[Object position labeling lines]
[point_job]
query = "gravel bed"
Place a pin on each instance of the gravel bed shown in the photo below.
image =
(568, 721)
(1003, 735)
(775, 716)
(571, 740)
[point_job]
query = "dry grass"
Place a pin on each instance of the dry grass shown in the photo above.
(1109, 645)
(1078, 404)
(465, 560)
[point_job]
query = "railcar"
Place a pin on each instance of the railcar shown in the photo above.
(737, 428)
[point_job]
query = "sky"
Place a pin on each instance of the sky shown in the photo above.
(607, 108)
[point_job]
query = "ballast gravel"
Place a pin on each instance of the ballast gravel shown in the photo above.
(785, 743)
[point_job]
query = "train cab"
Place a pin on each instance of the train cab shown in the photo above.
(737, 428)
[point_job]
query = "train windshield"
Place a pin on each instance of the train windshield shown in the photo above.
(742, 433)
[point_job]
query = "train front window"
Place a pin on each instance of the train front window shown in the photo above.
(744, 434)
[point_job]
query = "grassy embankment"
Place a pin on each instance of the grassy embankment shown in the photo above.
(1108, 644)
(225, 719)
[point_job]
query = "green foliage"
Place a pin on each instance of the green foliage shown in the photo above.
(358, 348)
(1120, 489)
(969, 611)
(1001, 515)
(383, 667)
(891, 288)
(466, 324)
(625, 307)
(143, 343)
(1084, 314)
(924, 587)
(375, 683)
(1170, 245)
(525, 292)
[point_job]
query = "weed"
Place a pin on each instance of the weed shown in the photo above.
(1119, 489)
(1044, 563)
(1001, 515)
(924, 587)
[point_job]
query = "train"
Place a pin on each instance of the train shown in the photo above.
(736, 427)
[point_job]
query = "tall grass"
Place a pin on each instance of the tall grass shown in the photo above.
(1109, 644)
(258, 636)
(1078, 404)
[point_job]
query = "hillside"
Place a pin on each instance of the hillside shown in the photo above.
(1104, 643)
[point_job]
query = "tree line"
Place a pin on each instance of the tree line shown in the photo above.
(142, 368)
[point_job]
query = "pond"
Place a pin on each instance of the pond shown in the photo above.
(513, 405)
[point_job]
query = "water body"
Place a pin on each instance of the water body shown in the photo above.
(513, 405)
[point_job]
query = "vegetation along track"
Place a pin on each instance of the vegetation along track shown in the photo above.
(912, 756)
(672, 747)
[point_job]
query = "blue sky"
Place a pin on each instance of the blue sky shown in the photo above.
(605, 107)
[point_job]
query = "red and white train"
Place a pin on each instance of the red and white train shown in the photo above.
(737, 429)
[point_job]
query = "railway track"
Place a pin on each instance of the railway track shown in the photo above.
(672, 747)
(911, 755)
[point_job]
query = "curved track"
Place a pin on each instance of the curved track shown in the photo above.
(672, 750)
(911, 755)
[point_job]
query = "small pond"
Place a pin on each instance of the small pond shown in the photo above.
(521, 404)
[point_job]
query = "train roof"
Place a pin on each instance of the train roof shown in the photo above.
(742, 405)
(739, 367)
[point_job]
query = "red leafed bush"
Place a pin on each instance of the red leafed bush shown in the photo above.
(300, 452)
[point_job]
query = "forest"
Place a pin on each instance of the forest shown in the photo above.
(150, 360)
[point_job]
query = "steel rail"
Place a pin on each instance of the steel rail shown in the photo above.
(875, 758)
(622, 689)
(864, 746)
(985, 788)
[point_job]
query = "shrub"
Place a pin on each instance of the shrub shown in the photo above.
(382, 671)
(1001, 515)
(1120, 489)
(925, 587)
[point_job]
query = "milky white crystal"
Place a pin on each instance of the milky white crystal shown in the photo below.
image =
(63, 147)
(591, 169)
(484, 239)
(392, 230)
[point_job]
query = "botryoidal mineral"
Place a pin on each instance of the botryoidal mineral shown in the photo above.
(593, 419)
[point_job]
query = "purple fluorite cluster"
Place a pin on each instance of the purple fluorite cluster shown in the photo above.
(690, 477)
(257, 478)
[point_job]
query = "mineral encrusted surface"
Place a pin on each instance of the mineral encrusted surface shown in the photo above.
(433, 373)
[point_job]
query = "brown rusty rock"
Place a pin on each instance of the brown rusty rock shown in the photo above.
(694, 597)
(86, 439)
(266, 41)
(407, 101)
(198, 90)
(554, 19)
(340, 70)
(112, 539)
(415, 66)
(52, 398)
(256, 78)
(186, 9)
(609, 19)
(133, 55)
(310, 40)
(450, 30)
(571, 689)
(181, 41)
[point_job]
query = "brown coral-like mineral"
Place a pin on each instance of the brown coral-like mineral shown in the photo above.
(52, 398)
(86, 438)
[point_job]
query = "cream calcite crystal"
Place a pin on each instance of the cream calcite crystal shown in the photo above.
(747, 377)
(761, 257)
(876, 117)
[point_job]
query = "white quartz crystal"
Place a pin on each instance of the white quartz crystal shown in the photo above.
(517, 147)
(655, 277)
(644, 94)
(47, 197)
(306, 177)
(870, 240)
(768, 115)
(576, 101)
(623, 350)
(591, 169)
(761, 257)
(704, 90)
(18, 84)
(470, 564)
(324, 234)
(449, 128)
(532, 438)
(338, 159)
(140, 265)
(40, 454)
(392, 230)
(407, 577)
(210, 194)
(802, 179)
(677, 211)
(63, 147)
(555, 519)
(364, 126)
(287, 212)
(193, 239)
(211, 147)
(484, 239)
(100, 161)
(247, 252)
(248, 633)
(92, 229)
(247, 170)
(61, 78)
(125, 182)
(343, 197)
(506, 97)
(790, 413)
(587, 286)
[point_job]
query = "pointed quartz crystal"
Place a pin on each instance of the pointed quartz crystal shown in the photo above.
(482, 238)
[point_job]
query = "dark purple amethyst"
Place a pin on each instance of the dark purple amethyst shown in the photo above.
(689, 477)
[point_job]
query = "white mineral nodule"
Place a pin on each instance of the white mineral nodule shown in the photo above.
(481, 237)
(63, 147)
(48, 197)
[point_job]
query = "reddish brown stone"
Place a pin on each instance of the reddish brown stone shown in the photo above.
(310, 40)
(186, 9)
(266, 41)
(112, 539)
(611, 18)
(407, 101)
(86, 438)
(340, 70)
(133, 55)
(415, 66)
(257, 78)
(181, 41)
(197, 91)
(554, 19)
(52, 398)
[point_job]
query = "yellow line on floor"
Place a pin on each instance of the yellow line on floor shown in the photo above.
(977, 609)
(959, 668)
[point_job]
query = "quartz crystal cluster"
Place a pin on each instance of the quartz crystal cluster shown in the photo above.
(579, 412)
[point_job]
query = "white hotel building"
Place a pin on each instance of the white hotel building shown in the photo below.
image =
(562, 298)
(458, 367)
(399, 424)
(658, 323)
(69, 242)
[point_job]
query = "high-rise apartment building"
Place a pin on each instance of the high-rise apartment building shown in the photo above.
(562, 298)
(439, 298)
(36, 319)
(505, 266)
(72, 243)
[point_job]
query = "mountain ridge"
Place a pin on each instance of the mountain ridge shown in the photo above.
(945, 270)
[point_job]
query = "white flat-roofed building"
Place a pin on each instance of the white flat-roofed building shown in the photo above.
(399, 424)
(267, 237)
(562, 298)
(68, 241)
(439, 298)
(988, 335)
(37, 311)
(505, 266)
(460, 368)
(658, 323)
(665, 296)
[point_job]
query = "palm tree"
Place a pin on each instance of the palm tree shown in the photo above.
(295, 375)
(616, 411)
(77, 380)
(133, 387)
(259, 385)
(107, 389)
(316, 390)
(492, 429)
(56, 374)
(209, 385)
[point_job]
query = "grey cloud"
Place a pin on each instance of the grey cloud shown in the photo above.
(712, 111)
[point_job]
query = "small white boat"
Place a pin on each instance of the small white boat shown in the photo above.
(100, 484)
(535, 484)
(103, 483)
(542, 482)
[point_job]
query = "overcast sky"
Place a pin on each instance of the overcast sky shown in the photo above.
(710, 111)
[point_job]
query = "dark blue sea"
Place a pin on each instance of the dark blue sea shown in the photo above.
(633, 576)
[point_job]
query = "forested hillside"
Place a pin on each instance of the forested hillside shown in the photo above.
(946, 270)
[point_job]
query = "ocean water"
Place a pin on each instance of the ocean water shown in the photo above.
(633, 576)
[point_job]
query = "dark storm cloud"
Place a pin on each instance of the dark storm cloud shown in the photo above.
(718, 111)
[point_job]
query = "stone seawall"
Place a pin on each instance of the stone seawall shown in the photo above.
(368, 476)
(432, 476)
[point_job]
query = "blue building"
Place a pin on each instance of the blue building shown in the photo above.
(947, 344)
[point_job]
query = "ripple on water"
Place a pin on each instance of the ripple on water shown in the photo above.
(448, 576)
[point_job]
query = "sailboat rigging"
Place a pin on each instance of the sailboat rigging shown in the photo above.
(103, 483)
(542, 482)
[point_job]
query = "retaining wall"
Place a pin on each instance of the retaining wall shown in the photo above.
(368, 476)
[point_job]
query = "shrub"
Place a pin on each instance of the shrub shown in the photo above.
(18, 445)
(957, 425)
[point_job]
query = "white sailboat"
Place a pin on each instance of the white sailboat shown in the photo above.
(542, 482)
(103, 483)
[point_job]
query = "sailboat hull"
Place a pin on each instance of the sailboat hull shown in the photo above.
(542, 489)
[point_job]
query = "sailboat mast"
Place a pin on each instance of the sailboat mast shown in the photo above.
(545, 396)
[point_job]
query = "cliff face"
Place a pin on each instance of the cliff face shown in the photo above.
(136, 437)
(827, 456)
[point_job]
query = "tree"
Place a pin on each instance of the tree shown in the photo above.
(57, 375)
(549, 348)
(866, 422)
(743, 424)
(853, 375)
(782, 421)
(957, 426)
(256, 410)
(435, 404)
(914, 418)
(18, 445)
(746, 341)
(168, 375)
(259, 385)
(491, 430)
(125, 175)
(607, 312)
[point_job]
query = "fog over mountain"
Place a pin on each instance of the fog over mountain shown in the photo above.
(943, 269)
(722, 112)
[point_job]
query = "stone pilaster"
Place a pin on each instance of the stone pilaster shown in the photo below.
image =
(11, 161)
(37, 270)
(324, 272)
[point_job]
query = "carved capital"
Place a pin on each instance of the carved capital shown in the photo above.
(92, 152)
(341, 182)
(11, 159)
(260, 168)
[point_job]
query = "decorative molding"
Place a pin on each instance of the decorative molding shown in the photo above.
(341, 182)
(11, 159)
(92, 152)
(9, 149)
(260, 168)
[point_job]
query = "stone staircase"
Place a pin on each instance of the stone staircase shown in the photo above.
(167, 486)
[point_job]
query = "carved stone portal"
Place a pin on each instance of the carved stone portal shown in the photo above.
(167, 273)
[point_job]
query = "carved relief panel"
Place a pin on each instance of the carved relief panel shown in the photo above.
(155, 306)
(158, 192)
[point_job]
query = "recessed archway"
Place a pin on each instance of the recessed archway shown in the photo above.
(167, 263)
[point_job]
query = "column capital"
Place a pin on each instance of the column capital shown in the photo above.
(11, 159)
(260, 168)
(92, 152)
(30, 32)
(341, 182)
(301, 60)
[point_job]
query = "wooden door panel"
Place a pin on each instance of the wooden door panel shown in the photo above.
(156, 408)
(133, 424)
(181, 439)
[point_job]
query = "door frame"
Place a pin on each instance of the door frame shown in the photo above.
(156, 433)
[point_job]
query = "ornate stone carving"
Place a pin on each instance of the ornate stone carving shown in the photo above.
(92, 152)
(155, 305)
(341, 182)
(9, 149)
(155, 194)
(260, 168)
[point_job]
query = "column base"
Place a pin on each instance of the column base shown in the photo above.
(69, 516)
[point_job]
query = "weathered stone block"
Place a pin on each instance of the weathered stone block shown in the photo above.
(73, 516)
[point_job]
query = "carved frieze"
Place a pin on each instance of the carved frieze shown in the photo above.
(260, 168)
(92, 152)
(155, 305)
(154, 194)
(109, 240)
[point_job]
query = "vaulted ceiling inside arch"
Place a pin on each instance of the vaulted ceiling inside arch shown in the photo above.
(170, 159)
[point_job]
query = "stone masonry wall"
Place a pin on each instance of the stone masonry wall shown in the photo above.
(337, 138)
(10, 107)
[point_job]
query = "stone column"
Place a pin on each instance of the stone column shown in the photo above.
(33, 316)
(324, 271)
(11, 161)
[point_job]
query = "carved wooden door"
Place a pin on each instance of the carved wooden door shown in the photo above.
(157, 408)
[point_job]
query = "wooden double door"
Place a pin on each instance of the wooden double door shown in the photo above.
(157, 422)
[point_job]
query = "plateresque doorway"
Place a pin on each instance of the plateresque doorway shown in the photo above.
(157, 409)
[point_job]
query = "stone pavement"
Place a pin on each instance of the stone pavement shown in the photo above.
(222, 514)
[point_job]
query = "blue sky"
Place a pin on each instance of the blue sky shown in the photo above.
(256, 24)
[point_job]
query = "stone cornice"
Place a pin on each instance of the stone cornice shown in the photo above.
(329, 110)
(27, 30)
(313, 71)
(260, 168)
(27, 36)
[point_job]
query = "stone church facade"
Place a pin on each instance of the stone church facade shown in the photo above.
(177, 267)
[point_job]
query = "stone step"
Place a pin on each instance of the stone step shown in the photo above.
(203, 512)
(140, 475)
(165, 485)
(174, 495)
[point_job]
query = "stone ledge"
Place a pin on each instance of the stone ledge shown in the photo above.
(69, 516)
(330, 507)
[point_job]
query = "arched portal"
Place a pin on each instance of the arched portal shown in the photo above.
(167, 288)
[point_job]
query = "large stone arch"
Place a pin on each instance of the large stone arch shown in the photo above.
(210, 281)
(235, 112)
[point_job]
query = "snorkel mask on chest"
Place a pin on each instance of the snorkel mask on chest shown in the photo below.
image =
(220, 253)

- [Your instructions]:
Scale the coordinates in the answers by 0.3, rounding each to a whole number with halves going up. Rewrite every line, requests included, from the start of the lines through the line that contains "(1104, 643)", and leave all other numbers unchanged.

- [Task solution]:
[point_job]
query = "gravel bed"
Place a pin on each instance of the gravel bed shown in the photo below.
image =
(170, 216)
(301, 221)
(233, 215)
(171, 222)
[point_job]
query = "dry grass"
Place a pin on each instance of the dry grass shown in the photo above.
(333, 194)
(323, 121)
(140, 168)
[point_job]
query = "railcar"
Place a pin on each instance of the railcar shown in the photo above.
(221, 128)
[point_job]
query = "sky"
Place a pin on each instance of the sky shown in the photo above.
(182, 32)
[point_job]
query = "ballast gravel"
Place a pin on each instance of the ballast gravel shown in the photo above.
(236, 223)
[point_job]
query = "train cab"
Place a pin on each instance of the train cab shown in the photo above.
(221, 128)
[point_job]
query = "train windshield"
Place a pin on each instance of the train windshield shown in the photo above.
(223, 130)
[point_job]
query = "train front window"
Place a pin on each instance of the train front window shown in the photo above.
(223, 130)
[point_job]
query = "grassy embankment"
Place a pin on each instance of the grassy embankment shown in the photo above.
(332, 193)
(68, 216)
[point_job]
query = "green foliage"
Place a pin on each instance of the green foliage shown in the photo above.
(107, 104)
(336, 147)
(291, 183)
(300, 155)
(115, 200)
(267, 86)
(140, 97)
(188, 92)
(43, 103)
(325, 94)
(277, 176)
(113, 205)
(351, 74)
(158, 88)
[point_job]
query = "weed"
Place a pin on each instance of the weed shown in the photo above.
(336, 147)
(313, 169)
(300, 155)
(277, 176)
[point_job]
query = "train"
Place a pin on each instance of the train shown in the photo above.
(221, 128)
[point_job]
query = "tall grass"
Place a pin on each instance of the tall grass shown in the photo above.
(333, 193)
(77, 191)
(323, 121)
[point_job]
query = "hillside"
Place a pin on each instance of the hillside shown in the photo above.
(331, 193)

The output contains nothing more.